> **ESTRATTO DEL TESTO**
Ah, ma io avevo ben scritto ''dato che *qui* non si può dire'': con 'qui' io intendevo nella frase in questione.

Molte persone hanno già cercato 'peli' nella mia barba: qualora vi interessi, la porto dal 1970!


----------



## Pietruzzo

bearded said:


> Ah, ma io avevo ben scritto ''dato che *qui* non si può dire'': con 'qui' io intendevo nella frase in questione.


A me interessa poco se si può o non si può dire visto che comunque non si può sentire.


----------



## Olaszinhok

lorenzos said:


> Olaszinhok, cercante il pelo, non lo trova nel barbuto



Sempre più confuso...



bearded said:


> Molte persone hanno già cercato 'peli' nella mia barba: qualora vi interessi, la porto dal 1970!



Un hipster ante litteram


----------



## lorenzos

@bearded  avevo ben visto, e beninteso concordo che non si usa, ma è il _non si può_ che mi perplime (come dicono i cruscati), senza peli sulla lingua.


----------



## bearded

Olaszinhok said:


> Sempre più confuso


Perché? lorenzos voleva indubbiamente dire che, non avendo uova a disposizione per cercarvi i peli, li cerca nelle esternazioni del barbuto(bearded).



lorenzos said:


> è il _non si può_ che mi perplime


 Ebbene sì, se qualcuno lo dice viene condannato a morte!
La prossima volta scriverò: non è consigliabile/elegante/opportuno/di uso comune....  Cuntént? (espressione dialettale padana).


----------



## symposium

Olaszinhok said:


> Il pelo nella barba?! È una battuta, un modo di dire che non conosco od altro? Da me si dice _cercare il pelo nell'uovo..._





Olaszinhok said:


> Sempre più confuso...

> **COMPITO ASSEGNATO A**
Restituisci tutte le righe dei record in cui compare la parola "lamp".

> **MATERIALE DEL COMPITO**
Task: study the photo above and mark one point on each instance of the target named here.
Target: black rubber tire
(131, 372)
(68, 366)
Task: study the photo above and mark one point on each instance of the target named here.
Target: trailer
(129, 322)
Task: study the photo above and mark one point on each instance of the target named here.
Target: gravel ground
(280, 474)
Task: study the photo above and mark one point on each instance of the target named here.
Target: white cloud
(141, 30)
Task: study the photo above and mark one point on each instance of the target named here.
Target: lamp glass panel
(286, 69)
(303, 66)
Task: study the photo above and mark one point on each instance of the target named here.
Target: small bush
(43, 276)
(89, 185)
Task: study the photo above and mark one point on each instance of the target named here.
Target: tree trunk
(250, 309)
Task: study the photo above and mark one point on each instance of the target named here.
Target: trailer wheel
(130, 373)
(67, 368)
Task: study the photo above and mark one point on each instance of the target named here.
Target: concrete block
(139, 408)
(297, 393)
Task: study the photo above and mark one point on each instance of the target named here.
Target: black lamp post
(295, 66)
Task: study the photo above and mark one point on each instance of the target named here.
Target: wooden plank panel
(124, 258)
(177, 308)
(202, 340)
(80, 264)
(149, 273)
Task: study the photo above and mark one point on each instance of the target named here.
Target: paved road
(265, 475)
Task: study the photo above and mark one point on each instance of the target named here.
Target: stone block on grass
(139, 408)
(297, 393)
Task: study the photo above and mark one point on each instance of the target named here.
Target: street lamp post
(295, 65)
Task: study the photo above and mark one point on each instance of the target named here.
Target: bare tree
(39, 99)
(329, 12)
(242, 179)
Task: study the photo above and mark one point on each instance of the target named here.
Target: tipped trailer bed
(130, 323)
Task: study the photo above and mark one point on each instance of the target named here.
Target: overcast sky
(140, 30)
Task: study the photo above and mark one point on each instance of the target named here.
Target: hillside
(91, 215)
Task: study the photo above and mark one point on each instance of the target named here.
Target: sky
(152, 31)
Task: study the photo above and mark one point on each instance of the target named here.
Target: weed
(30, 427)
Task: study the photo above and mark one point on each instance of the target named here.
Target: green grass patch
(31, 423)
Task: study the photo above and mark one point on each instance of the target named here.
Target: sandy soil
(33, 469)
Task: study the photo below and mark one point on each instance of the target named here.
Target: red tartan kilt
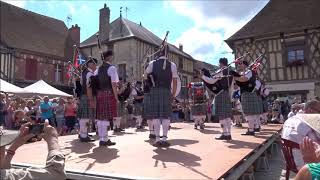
(106, 105)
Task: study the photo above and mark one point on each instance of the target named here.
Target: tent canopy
(10, 88)
(42, 88)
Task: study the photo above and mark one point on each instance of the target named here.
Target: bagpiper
(157, 105)
(87, 104)
(251, 105)
(107, 97)
(222, 106)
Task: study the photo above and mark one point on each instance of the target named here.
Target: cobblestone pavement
(277, 165)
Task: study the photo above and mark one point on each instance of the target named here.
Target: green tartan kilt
(222, 107)
(84, 111)
(121, 109)
(251, 103)
(137, 110)
(157, 104)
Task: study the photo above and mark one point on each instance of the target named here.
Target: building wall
(275, 68)
(133, 53)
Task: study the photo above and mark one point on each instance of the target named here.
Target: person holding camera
(55, 162)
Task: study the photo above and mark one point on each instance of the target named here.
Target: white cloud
(16, 3)
(214, 22)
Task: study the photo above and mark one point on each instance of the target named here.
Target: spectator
(54, 168)
(70, 114)
(60, 110)
(3, 108)
(46, 111)
(295, 129)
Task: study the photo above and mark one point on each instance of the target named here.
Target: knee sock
(156, 125)
(83, 127)
(102, 129)
(165, 128)
(150, 125)
(251, 122)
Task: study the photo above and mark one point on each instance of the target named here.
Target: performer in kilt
(222, 106)
(137, 94)
(251, 105)
(236, 106)
(264, 92)
(121, 107)
(157, 105)
(87, 104)
(199, 97)
(107, 97)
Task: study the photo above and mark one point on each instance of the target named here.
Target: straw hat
(312, 120)
(7, 136)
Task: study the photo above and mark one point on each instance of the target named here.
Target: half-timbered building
(288, 33)
(132, 43)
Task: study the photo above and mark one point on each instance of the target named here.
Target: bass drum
(178, 87)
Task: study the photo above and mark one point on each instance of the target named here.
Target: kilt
(106, 105)
(138, 109)
(157, 104)
(121, 109)
(199, 109)
(84, 110)
(251, 103)
(222, 107)
(265, 105)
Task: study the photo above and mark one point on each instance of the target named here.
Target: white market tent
(42, 88)
(10, 88)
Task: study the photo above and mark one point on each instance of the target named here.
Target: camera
(36, 128)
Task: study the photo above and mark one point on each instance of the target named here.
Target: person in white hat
(55, 162)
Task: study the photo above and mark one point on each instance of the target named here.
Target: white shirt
(294, 129)
(112, 72)
(173, 68)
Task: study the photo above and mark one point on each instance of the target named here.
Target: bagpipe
(125, 93)
(148, 79)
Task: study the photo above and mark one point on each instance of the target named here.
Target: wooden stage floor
(193, 154)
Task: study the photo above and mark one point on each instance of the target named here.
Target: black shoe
(228, 137)
(152, 136)
(86, 139)
(248, 133)
(165, 143)
(157, 144)
(109, 143)
(256, 129)
(222, 137)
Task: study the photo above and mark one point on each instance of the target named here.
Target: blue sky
(201, 26)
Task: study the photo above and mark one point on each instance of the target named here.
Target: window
(180, 63)
(122, 71)
(58, 73)
(295, 53)
(31, 69)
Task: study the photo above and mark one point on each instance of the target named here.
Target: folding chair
(287, 147)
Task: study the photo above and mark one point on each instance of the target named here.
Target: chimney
(104, 23)
(74, 34)
(181, 47)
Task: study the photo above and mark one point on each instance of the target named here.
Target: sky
(200, 26)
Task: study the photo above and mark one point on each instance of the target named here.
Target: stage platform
(193, 154)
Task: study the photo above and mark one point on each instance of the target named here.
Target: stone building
(288, 32)
(132, 43)
(34, 47)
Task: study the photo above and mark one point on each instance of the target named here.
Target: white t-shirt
(112, 72)
(173, 68)
(294, 129)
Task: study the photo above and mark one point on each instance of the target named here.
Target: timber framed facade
(291, 64)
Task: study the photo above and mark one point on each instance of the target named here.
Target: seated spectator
(295, 129)
(54, 168)
(46, 110)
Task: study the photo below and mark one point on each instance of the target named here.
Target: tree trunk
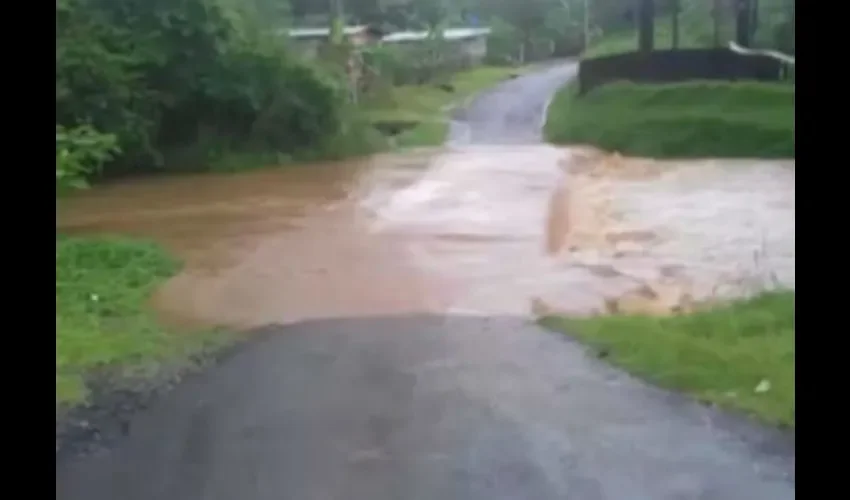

> **COMPITO ASSEGNATO B**
Elenca, in ordine di apparizione, i nomi utente che nell'estratto del testo fanno da intestazione ai singoli messaggi.

> **SOLUZIONE SCRITTA A**
Target: lamp glass panel
Target: black lamp post
Target: street lamp post

> **SOLUZIONE SCRITTA B**
Pietruzzo, Olaszinhok, lorenzos, bearded, symposium